Turn every line of the data below into a numbered list, skipping blank lines and omitting the pictures.

**PROVIDED INFORMATION**
▬▬▬▬▬▬

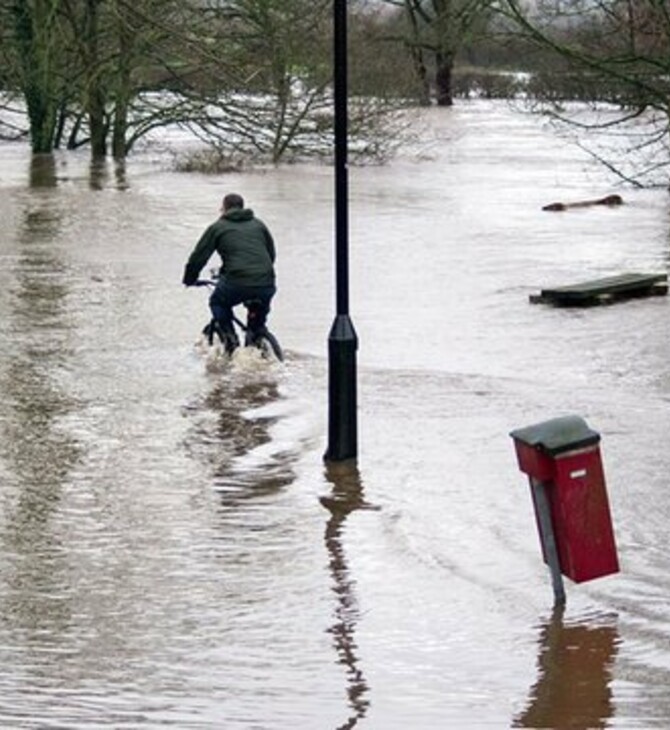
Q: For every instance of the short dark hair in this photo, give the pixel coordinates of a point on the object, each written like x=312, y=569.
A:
x=233, y=200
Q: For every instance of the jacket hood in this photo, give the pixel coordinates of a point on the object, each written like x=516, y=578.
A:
x=239, y=214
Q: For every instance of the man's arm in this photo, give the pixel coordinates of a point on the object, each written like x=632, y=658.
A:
x=269, y=243
x=200, y=256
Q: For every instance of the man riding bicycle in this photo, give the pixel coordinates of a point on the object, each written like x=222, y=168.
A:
x=247, y=252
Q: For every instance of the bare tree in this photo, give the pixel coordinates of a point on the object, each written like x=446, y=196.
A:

▬▬▬▬▬▬

**WRITTEN ANSWER**
1. Q: For every instance of the short dark hair in this photo, give the pixel coordinates of a point on the object, each written like x=312, y=569.
2. A:
3. x=233, y=200
4. Q: For every instance of the jacket hood in this photo, give the pixel coordinates of a point on the object, each written like x=516, y=578.
5. A:
6. x=239, y=214
7. Q: For every instance of the man's arm in this photo, give the pixel coordinates of a point on the object, each written like x=632, y=658.
8. A:
9. x=269, y=243
10. x=200, y=256
11. Q: For every instance of the man riding bicycle in this photo, give the pixel coordinates of a point on the object, each written like x=222, y=168.
12. A:
13. x=247, y=252
14. Q: For every instance of the bare tree in this photo, give the pixel coordinates of a point on the object, each written like x=446, y=196.
15. A:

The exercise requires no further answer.